▼

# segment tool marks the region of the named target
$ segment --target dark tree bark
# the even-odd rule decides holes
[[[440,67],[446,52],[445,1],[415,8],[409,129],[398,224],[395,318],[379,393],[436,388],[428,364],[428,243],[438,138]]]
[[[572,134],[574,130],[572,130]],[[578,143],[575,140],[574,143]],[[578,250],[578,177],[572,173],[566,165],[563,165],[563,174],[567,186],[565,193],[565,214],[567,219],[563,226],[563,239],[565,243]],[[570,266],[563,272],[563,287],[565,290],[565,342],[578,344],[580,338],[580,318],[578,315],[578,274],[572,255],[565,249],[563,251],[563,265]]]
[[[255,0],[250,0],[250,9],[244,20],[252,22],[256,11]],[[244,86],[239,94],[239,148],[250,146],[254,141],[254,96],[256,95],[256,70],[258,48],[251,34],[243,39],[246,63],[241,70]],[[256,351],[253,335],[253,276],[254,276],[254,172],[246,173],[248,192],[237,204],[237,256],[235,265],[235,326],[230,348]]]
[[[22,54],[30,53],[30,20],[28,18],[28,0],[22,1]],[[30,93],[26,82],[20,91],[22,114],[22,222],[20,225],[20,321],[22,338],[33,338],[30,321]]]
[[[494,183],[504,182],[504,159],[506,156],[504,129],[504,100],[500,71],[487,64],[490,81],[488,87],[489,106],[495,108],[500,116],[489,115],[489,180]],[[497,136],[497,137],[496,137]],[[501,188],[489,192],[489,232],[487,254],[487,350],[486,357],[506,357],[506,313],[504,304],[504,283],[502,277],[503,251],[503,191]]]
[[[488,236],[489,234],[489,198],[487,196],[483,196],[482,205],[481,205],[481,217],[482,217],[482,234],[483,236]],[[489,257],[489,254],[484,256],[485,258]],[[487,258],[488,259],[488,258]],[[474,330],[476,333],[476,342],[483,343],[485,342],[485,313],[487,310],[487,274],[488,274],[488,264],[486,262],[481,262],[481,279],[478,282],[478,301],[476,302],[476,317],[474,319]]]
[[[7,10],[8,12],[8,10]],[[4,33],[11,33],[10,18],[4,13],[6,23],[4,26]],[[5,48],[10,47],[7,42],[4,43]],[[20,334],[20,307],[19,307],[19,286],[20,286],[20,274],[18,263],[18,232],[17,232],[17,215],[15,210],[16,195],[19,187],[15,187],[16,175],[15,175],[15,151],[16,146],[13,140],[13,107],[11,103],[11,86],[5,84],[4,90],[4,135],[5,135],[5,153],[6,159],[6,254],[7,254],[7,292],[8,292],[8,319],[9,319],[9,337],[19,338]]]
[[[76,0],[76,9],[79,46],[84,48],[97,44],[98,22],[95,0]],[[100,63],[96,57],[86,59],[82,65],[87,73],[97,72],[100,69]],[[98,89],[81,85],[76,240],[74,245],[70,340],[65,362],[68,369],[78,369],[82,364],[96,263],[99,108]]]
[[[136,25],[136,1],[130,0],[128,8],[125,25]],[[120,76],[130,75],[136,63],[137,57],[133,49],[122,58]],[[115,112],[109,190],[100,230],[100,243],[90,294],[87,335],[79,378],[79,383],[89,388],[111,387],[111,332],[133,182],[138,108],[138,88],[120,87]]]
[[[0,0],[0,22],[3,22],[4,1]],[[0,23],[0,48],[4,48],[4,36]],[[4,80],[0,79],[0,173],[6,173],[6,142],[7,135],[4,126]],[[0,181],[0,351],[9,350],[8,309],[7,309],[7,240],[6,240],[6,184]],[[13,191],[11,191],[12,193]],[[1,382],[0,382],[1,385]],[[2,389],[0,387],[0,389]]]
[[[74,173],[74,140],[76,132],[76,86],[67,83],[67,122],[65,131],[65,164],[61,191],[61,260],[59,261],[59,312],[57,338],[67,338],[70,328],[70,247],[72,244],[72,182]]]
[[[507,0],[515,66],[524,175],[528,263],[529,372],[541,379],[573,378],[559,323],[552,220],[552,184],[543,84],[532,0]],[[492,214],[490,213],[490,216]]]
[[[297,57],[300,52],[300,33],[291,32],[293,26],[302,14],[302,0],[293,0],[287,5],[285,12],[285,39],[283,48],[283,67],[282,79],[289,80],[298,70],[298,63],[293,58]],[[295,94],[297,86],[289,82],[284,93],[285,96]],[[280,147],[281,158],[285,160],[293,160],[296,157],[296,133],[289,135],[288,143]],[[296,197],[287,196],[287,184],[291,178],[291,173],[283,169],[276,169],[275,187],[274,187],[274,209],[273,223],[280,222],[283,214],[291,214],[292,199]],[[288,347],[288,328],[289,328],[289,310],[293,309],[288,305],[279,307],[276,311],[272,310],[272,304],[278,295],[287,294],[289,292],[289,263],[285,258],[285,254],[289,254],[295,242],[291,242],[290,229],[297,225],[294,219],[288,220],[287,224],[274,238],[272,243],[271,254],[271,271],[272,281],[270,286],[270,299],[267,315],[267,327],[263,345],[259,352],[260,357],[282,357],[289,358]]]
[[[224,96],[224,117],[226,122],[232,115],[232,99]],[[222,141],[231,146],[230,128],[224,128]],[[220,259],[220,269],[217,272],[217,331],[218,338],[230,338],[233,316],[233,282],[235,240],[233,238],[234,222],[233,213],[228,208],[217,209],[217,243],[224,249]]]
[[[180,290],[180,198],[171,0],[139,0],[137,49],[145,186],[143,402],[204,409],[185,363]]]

▲

## Task goal:
Show the lines above that include "target".

## Result of this exercise:
# segment tool marks the region of the named target
$ segment --target dark tree bark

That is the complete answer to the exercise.